**Task brief**
Update the data below from the line containing "The scan above contains the boy's elbow" through the end, inclusive, by replacing "pinpoint" with "locate" and leaving everything else unchanged. Return only those lines.

**Provided data**
————————

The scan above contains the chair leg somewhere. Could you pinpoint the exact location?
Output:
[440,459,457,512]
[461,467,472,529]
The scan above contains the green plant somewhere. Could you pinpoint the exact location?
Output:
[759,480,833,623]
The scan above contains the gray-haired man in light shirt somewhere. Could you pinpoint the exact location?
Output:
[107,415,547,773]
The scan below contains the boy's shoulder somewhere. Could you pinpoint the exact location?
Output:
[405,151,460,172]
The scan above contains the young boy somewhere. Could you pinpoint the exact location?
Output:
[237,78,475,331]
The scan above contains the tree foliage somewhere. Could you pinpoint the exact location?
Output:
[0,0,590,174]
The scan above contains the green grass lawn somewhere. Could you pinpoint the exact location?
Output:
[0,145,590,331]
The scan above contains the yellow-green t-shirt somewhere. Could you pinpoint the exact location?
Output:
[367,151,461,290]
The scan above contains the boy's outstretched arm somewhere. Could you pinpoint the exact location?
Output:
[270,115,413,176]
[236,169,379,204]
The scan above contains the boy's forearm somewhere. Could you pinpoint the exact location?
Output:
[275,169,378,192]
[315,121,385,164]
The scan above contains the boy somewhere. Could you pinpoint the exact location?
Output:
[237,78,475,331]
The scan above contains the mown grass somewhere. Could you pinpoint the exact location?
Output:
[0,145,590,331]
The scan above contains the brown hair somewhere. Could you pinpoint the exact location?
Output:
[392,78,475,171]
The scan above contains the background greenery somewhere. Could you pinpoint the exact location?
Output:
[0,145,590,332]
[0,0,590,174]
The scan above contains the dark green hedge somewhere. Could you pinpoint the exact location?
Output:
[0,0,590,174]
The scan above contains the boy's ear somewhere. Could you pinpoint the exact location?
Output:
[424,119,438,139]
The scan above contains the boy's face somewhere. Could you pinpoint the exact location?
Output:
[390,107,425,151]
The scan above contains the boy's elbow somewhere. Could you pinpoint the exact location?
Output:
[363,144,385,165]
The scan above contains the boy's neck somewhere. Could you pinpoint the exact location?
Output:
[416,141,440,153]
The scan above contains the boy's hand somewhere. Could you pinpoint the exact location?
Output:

————————

**Solution**
The scan above contains the boy's elbow somewhere. Could you locate the exact location?
Output:
[363,144,385,165]
The scan above contains the boy's neck somewhere. Could you locate the exact location?
Output:
[416,141,440,153]
The scan above contains the boy's hand somewhere. Could you locate the exact location?
Output:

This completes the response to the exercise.